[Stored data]
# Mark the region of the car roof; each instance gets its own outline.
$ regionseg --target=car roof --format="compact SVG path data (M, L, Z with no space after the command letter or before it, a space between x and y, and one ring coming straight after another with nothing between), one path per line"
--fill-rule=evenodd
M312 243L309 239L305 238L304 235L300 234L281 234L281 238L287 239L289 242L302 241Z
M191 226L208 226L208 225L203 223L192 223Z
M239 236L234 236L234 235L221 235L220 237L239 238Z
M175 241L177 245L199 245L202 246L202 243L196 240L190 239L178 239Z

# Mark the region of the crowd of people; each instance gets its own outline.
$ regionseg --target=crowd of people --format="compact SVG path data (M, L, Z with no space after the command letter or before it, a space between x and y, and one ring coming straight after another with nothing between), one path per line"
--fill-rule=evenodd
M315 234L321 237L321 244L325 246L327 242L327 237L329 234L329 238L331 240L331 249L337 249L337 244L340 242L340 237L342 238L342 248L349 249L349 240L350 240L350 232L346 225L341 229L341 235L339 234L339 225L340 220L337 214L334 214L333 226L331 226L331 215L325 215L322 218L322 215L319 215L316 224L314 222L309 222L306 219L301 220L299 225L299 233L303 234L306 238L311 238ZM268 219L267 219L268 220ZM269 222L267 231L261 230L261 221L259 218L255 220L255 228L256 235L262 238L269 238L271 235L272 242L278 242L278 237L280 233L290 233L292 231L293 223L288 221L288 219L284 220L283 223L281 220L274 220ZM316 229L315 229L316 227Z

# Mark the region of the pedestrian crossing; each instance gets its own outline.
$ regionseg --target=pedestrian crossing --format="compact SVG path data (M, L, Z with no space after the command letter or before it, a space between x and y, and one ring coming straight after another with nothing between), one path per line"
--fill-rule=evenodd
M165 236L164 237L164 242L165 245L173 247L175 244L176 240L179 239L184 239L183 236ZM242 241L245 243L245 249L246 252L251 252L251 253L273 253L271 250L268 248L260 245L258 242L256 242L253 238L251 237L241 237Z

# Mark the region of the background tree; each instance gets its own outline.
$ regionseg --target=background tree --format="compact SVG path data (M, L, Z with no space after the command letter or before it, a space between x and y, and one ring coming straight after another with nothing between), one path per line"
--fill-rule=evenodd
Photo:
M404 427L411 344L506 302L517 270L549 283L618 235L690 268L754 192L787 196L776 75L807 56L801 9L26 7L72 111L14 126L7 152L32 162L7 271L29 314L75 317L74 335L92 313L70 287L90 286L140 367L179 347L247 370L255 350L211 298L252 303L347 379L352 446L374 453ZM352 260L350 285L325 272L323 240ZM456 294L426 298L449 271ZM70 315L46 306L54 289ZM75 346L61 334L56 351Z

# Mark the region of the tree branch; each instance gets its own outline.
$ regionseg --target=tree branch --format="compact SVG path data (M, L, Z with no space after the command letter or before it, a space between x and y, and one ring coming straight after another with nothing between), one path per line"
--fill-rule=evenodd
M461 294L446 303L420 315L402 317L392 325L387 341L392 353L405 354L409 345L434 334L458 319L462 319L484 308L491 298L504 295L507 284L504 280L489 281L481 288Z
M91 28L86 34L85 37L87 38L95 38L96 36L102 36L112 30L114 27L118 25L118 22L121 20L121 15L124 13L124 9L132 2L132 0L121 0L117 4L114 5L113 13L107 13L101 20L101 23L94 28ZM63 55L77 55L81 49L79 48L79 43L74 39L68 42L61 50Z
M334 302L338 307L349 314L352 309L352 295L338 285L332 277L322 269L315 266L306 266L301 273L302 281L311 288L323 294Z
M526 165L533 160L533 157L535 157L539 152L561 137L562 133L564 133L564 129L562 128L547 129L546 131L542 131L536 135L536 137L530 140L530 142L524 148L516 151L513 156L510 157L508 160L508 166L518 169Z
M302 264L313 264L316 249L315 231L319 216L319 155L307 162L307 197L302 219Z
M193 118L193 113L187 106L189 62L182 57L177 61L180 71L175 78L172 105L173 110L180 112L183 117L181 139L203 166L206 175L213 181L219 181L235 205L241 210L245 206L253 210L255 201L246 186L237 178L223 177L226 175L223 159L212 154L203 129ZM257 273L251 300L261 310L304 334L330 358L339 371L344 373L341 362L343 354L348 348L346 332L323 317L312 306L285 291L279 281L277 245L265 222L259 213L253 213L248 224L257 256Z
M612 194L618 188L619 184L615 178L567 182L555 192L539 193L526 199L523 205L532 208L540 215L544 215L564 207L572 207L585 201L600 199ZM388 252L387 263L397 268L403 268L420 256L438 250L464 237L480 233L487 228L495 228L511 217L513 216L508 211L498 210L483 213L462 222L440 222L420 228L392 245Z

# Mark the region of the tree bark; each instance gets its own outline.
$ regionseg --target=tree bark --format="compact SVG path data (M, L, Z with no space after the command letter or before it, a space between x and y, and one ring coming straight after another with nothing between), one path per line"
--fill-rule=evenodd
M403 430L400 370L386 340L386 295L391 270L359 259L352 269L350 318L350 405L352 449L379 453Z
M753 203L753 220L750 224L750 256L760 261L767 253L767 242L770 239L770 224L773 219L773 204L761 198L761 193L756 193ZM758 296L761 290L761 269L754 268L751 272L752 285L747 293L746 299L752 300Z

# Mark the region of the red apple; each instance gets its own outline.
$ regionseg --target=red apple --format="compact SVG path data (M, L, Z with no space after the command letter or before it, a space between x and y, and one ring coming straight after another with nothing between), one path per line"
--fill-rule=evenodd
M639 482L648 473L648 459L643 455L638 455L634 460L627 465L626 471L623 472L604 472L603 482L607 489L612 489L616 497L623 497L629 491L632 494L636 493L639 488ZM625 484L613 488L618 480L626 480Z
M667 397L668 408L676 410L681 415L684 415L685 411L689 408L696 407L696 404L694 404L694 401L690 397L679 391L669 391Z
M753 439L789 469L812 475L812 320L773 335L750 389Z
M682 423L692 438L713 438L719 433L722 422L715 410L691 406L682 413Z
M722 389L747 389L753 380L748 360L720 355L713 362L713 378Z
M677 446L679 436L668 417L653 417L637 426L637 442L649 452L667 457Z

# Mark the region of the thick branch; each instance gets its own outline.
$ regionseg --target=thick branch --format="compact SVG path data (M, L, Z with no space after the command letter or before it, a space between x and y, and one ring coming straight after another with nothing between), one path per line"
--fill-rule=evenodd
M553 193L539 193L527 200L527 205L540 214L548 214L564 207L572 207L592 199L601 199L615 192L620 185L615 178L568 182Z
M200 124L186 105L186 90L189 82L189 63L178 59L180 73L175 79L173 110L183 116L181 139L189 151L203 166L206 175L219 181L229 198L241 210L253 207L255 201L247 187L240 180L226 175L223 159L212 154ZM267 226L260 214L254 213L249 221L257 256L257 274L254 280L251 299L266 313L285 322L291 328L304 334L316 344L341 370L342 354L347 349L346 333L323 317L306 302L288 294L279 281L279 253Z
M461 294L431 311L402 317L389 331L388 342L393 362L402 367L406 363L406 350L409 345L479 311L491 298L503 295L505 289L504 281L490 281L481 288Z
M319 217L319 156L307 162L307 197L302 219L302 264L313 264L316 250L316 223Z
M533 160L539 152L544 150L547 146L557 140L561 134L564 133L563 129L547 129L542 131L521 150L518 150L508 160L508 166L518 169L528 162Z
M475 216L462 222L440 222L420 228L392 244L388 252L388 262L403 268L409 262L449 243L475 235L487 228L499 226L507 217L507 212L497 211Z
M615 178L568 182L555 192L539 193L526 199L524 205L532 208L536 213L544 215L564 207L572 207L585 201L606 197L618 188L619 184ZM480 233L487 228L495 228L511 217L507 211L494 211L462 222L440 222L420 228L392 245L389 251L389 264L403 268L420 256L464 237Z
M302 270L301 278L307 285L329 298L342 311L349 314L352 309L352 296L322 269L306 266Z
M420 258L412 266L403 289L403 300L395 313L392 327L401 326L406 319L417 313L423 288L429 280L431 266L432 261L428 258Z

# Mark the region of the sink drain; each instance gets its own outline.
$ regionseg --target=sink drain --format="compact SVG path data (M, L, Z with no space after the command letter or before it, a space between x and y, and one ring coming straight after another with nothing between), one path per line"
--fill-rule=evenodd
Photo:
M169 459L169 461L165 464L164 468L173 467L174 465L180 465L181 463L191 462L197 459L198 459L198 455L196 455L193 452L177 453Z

TASK TO COMPLETE
Filter the entries and copy out every line with the word "each".

RESULT OF THE EXERCISE
# Mark the region of the car roof; each instance gets its own outline.
# Mark the region of the crowd of people; each instance gets its own outline.
# Mark the region of the pedestrian crossing; each instance gets its own outline.
# Mark the region of the background tree; each instance gets its own outline.
# Mark the region of the tree branch; each instance gets its own outline.
# Mark the region of the tree bark; each instance gets its own outline.
# Mark the region of the red apple; each instance gets its own outline.
# Mark the region of the thick branch; each instance gets its own outline.
# Mark the region of the sink drain; each instance gets its own outline.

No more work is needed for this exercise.